Entries taken from a collection
[Begin]
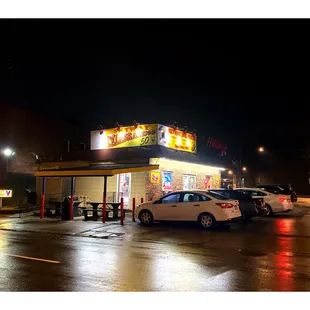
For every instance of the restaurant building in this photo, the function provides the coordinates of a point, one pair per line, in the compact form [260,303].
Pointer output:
[142,161]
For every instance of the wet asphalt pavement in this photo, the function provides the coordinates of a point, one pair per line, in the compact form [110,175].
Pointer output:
[268,254]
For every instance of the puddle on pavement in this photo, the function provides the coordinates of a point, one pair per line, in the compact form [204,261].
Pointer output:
[252,253]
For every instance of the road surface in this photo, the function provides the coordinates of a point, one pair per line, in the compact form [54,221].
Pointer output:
[269,254]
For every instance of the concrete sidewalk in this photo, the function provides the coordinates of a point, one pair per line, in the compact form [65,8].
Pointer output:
[78,227]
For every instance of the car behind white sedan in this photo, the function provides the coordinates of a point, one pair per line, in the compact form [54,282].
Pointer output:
[195,206]
[275,203]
[End]
Task objective:
Convert all of the data above into a two-column CSV with the headers input and output. Give one row per text and its pointer output, put each field in quotes, replace line breaks with spaces, and leave out the pictures.

Exercise output:
input,output
"For every instance of the restaurant building in this photo, the function provides the coordinates of a point, one pair per line, in the compact form [260,303]. Pointer output:","[142,161]"
"For every instance of the wet asphalt pavement in this photo, the function provides the coordinates of a point, one pair per line, in the compact form [110,175]. Pointer output:","[268,254]"
"For every instance of the puddle on pavement in this photo, the function provides the coordinates of a point, one pair per line, in the compact form [204,261]. Pointer output:","[252,253]"
"For every instance of the road surface in this photo, the function provides the coordinates of a point, one pair per line, in the compact form [54,221]. Pointer output:","[269,254]"
"For every instance of the concrete sidewalk in this photo, the function provides the coordinates of a point, one pair per line, in the compact form [65,8]. Pointer output:","[78,227]"
"For every instance of the car behind white sedan in this photo, the function provides the coordinates of a point, one pair per line, in the compact form [54,282]. Pointer output:","[195,206] [275,203]"